Tournant le dos à un monde de plus en plus virtuel, de nombreux investisseurs se sont trouvés une marotte très terre-à-terre : le caillou, la pierre.
Oubliées les grandes avancées de l’Histoire, les Lumières, le Progrès, la Fée Électricité… même la conquête spatiale ne fait pas le poids. Au XXIe siècle, c’est le caillou qui fait vibrer.
Dans les salons, ces minéralogistes amateurs comparent différents tas de cailloux sous les encouragements des bonimenteurs de foire. Des experts édictent des règles savantes permettant de leur donner une valeur, la plus emblématique étant « L’emplacement, l’emplacement et l’emplacement ».
Outre-Atlantique, ces cailloux s’appellent « Real estate » : des actifs réels, tangibles. La langue française met en avant l’immobilité des cailloux. C’est d’ailleurs le seul actif financier défini par la négative : on l’aime car il est immobile.
J’avoue avoir cédé récemment aux charmes du caillou.

┄┄┄┄┄┄┄┄┄┄┄┄┄┄┄┄┄┄┄┄

TRAVAIL À FAIRE.
Traduisez en anglais cette phrase de l’extrait retenu ci-dessus : « Au XXIe siècle, c’est le caillou qui fait vibrer. »

FICHES DE DONNÉES.
┄┄┄┄┄┄┄┄┄┄┄┄┄┄┄┄┄┄┄┄

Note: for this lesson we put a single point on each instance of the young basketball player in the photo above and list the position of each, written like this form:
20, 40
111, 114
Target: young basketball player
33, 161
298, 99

┄┄┄┄┄┄┄┄┄┄┄┄┄┄┄┄┄┄┄┄

CORRIGÉ RÉDIGÉ.
In the twenty-first century, it's stone that gets people excited.